# DATA IN THIS EXERCISE start

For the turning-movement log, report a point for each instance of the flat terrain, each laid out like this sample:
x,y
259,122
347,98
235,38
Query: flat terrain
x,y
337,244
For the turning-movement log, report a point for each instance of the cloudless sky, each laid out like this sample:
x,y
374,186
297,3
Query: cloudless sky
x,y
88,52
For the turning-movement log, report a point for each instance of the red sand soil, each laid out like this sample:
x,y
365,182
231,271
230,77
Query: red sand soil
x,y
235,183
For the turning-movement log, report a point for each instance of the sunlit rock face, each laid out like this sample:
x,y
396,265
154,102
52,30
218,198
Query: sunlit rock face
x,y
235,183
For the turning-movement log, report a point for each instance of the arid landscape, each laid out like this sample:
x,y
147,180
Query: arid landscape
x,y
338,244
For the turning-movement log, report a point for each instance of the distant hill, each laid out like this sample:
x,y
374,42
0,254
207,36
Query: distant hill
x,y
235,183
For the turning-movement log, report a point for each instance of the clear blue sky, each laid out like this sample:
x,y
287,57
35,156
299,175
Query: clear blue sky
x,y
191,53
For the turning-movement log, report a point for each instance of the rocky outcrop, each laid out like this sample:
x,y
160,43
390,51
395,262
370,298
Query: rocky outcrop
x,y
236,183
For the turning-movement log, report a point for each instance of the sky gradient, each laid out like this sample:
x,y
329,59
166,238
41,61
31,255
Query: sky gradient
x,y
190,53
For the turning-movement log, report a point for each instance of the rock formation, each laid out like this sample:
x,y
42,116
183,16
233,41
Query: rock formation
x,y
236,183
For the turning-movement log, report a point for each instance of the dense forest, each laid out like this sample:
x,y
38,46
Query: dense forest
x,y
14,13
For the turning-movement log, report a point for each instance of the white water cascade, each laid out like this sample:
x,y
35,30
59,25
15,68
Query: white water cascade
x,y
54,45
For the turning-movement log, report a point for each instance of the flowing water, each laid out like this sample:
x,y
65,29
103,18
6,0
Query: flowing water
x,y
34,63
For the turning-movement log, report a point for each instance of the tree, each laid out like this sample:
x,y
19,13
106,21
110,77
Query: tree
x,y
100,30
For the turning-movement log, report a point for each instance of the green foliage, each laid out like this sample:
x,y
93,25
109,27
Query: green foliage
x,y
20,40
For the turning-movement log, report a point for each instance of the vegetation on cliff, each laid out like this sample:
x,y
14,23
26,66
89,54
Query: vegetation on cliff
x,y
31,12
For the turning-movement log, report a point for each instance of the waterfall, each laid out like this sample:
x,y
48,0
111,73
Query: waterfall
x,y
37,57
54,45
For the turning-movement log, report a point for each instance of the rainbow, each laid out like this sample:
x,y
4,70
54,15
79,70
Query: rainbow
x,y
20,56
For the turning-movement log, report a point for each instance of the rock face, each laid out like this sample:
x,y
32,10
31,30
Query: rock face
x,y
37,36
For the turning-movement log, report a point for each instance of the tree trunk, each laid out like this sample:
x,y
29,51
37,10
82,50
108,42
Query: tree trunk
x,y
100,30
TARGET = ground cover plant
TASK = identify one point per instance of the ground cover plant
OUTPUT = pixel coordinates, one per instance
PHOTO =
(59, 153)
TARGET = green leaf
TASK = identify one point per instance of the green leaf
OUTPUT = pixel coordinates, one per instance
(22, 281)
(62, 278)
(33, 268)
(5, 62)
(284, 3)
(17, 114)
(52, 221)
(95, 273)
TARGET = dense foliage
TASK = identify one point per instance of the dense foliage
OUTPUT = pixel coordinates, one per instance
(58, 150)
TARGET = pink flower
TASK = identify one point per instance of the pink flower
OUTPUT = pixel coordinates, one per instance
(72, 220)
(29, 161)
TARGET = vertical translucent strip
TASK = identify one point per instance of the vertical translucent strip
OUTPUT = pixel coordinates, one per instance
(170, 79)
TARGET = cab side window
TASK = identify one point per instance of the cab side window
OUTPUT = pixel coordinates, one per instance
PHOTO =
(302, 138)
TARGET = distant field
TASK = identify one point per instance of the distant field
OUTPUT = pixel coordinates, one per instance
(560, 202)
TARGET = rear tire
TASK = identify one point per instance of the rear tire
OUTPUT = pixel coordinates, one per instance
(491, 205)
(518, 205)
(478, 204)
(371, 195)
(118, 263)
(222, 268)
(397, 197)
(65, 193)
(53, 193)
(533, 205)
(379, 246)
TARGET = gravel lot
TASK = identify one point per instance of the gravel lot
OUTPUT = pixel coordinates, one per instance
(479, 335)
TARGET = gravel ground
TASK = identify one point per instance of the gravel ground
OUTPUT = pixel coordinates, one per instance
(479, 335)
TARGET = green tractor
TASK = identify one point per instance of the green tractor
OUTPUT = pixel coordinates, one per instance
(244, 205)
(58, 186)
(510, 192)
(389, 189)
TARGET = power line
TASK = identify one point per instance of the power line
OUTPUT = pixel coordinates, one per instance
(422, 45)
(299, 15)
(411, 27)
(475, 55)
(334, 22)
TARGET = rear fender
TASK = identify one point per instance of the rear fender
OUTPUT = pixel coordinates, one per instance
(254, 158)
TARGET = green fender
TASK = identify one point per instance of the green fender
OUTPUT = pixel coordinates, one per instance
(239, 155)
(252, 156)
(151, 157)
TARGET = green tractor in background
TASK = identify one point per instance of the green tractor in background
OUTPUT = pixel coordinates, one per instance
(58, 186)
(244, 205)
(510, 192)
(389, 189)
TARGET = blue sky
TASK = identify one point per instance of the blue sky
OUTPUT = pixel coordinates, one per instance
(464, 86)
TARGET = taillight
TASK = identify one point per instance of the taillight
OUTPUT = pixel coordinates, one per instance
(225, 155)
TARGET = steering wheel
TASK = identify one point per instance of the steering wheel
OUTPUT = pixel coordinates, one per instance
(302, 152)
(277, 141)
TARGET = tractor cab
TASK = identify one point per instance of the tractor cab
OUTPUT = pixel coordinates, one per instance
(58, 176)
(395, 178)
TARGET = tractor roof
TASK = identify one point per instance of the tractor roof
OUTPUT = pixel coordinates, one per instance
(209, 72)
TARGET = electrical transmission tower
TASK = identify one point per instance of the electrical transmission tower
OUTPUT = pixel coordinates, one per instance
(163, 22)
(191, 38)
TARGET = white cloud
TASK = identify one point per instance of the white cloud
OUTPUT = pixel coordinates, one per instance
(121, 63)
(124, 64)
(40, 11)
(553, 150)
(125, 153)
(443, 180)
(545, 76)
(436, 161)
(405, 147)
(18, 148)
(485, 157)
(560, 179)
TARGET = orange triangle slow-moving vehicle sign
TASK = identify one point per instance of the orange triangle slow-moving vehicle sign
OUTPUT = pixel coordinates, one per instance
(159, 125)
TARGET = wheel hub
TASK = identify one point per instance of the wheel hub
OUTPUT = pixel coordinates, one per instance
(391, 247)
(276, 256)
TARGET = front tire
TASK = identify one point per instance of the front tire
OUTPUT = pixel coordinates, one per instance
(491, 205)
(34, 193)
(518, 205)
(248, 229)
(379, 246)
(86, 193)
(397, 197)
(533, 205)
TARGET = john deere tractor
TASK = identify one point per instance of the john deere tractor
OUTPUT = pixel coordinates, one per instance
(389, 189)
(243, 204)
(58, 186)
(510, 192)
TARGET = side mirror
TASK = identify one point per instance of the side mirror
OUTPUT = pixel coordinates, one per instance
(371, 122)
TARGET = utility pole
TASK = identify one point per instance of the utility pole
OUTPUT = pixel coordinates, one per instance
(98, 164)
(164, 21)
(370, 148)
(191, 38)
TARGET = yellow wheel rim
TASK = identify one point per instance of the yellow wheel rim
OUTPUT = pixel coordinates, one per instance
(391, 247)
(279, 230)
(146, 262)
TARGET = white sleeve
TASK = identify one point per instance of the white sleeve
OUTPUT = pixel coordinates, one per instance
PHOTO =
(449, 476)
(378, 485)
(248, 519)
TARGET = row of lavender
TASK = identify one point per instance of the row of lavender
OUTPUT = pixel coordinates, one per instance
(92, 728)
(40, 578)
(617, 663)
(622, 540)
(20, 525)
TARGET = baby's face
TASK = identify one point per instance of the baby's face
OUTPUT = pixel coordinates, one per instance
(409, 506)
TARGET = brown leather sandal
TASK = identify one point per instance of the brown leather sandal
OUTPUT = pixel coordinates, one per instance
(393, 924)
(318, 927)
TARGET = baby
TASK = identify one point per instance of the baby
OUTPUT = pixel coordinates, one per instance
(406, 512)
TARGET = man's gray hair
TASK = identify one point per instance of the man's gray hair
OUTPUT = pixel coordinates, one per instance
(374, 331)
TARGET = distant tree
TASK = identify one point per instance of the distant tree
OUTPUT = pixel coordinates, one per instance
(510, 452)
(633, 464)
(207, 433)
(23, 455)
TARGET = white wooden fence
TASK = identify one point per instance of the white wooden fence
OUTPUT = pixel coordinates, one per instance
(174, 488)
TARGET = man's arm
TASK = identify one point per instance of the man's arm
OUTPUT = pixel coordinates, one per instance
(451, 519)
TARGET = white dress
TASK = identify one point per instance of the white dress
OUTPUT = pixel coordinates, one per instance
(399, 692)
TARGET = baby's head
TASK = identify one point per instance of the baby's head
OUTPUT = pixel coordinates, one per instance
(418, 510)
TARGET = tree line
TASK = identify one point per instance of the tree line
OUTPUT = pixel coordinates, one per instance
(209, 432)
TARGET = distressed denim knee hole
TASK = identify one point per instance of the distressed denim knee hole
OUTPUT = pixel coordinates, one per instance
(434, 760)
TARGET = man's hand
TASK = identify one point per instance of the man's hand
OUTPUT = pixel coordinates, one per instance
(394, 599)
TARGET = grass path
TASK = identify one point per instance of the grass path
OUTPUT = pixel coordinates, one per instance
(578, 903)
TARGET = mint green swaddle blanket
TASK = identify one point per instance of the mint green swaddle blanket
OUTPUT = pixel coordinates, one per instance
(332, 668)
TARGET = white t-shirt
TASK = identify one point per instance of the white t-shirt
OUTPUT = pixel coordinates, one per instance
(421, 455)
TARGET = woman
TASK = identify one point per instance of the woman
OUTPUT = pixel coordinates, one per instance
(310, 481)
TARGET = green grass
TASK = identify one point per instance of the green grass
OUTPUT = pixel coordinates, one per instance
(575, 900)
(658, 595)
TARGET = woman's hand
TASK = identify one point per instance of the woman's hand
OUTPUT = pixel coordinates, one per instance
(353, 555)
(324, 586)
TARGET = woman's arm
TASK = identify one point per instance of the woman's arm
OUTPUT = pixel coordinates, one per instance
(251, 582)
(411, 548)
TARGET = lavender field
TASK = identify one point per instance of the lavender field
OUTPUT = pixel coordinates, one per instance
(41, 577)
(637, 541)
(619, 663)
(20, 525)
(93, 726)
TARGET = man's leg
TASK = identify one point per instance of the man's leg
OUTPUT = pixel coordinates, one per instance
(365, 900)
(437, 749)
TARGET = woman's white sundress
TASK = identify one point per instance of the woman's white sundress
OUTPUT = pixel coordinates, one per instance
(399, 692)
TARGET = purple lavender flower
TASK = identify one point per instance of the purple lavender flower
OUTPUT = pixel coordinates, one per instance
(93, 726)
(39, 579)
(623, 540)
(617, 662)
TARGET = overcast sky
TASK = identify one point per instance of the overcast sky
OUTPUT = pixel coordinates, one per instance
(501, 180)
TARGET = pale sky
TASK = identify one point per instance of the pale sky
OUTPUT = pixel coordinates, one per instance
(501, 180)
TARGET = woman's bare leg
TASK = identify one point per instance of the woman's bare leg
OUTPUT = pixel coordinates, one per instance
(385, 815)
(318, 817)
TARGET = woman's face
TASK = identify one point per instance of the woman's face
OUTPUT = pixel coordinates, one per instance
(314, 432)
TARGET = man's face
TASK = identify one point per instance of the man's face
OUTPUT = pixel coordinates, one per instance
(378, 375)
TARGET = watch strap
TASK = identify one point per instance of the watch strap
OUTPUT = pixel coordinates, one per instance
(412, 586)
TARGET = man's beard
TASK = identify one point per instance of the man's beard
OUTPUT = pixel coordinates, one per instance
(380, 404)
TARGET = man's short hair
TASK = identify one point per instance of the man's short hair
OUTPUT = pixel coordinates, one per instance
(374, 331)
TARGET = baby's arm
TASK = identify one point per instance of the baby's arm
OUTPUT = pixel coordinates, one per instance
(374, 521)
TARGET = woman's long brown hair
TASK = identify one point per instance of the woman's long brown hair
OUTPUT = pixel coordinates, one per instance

# DATA IN THIS EXERCISE end

**TASK**
Write out only the final block of lines, starting at the line with "TARGET = pale sky" and running to the end of the material.

**COMPLETE ANSWER**
TARGET = pale sky
TASK = identify one point per instance of the pale sky
OUTPUT = pixel coordinates, one per instance
(501, 180)
TARGET = woman's bare leg
TASK = identify one point per instance of the woman's bare leg
OUTPUT = pixel coordinates, one per instance
(385, 815)
(318, 817)
TARGET = woman's face
TASK = identify one point per instance of the woman's face
OUTPUT = pixel coordinates, one per instance
(314, 432)
TARGET = man's face
TASK = identify one point per instance of the man's face
OUTPUT = pixel coordinates, one per instance
(378, 375)
TARGET = watch strap
TASK = identify one point per instance of the watch strap
OUTPUT = pixel coordinates, one per instance
(412, 586)
TARGET = man's beard
TASK = identify one point per instance of the man's beard
OUTPUT = pixel coordinates, one per instance
(380, 404)
TARGET = man's short hair
TASK = identify one point per instance of the man's short hair
OUTPUT = pixel coordinates, one per instance
(374, 331)
TARGET = baby's arm
TASK = identify one point per instance of the baby's arm
OUTPUT = pixel coordinates, one per instance
(374, 521)
TARGET = woman's long brown hair
TASK = identify one point per instance of the woman's long brown hair
OUTPUT = pixel coordinates, one per instance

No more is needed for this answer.